Contrairement à beaucoup, les Écologistes ne sont pas allé les chercher à convaincre les électeurices déçues du macronisme, ou les jeunes abstentionnistes qui ne se retrouvent dans aucune représentation politique, et encore moins les classes moyennes et modestes qui vivent dans la sobriété subie et qu’il aurait fallu revaloriser dans leur engagement du quotidien plutôt que de déclasser en les poussant vers le Front National.

Les résultats électoraux actuels montrent que l’écologie bourgeoise est une catastrophe. L’inertie des politiques écologiques est dès lors appréhendée à la fois comme le produit de structures sociales de domination et comme le vecteur de leur reproduction. Les groupes et acteurices sociaux qui occupent au sein de ces structures des positions dominantes sont parvenus non pas à rejeter les injonctions environnementales, mais à les rendre compatibles avec la préservation de leurs positions dominantes. Dessiner les contours d’une question environnementale qui s’impose sans modifier en profondeur l’état des rapports sociaux. Or, l’écologie politique a non seulement toute sa place dans le paysage, mais est une nécessité de survie planétaire et démocratique. Nos élites politiques vont devoir recentrer le débat pour une écologie qui ne soit pas stigmatisante en demandant d’abord des efforts à celles et ceux qui en ont le plus à faire et arrêter de partir du postulat que les gent⸱es “ne savent pas”. L’écologie sans remise en question profonde du système capitaliste, patriarcal et de la domination n’est pas compatible avec la société discriminante française. Malcom Ferdinand, écologiste convaincu et auteur de “Une écologie décoloniale” prenait la parole récemment lors d’une soirée des Écologistes et de Reporterre en juin dernier : “Combien de fois vais-je venir dans un meeting me retrouver l’un des seuls noirs de la salle ou alors avec quelqus-unes qui font la musique ou qui vous servent des bières ? […] Comment faire pour que la pratique écologiste ne ressemble pas à un meeting de l’extrême droite ?”.

__Données fournies__:
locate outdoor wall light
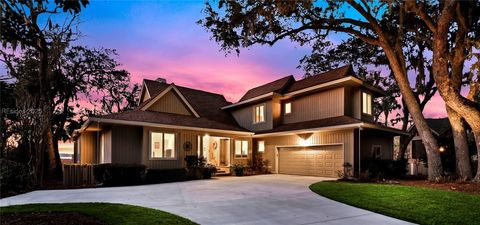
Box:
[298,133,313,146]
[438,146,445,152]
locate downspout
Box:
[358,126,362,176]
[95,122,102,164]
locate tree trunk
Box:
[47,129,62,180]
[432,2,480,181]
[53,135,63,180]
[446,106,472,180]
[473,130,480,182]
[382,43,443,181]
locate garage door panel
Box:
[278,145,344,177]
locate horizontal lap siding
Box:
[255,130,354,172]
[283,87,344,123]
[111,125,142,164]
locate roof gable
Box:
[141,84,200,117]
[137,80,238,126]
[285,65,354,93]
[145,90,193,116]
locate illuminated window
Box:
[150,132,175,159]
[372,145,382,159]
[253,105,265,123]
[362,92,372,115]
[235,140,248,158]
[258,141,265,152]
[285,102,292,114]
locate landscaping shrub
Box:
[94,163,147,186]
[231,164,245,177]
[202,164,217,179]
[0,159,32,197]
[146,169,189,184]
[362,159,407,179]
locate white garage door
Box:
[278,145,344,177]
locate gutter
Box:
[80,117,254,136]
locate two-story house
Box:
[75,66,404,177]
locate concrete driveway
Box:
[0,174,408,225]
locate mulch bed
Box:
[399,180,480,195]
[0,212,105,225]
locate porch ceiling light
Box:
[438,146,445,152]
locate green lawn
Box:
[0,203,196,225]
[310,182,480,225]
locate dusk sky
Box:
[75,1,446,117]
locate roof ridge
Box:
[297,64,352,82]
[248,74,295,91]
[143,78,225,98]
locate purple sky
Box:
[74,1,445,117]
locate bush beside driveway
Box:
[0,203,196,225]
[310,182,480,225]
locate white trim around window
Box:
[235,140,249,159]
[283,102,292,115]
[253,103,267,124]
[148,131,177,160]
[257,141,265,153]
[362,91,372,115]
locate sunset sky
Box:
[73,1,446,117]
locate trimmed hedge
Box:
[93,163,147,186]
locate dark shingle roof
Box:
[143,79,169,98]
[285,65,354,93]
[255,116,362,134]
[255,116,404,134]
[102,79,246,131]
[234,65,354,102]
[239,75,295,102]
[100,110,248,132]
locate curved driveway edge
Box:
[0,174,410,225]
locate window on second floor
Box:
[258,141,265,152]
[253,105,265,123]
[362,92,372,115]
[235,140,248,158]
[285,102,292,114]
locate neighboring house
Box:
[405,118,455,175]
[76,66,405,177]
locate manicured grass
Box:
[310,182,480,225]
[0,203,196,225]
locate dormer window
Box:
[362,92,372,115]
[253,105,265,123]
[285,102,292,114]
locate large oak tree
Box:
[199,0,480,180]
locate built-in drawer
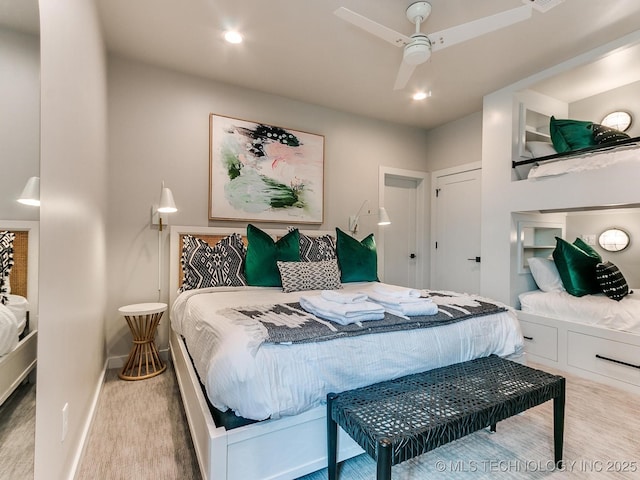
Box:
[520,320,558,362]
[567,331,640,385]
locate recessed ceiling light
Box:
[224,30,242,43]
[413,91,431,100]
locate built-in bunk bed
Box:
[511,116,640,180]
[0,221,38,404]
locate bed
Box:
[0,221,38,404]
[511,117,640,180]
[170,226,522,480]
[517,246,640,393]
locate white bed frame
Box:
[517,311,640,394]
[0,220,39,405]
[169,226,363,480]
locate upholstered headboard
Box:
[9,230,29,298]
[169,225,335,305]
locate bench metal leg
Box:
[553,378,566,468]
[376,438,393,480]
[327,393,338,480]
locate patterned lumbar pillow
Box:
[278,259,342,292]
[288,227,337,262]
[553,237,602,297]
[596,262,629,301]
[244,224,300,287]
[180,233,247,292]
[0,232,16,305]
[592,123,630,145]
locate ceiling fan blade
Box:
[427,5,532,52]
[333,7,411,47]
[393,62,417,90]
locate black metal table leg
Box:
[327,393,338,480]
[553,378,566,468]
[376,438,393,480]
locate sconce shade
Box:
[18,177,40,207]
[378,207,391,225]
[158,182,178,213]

__Consigne__:
Citez mot pour mot le passage du texte sur l'écologie politique qui commence à « Contrairement à beaucoup, les » et se termine à « le Front National. ».

__Résultat__:
Contrairement à beaucoup, les Écologistes ne sont pas allé les chercher à convaincre les électeurices déçues du macronisme, ou les jeunes abstentionnistes qui ne se retrouvent dans aucune représentation politique, et encore moins les classes moyennes et modestes qui vivent dans la sobriété subie et qu’il aurait fallu revaloriser dans leur engagement du quotidien plutôt que de déclasser en les poussant vers le Front National.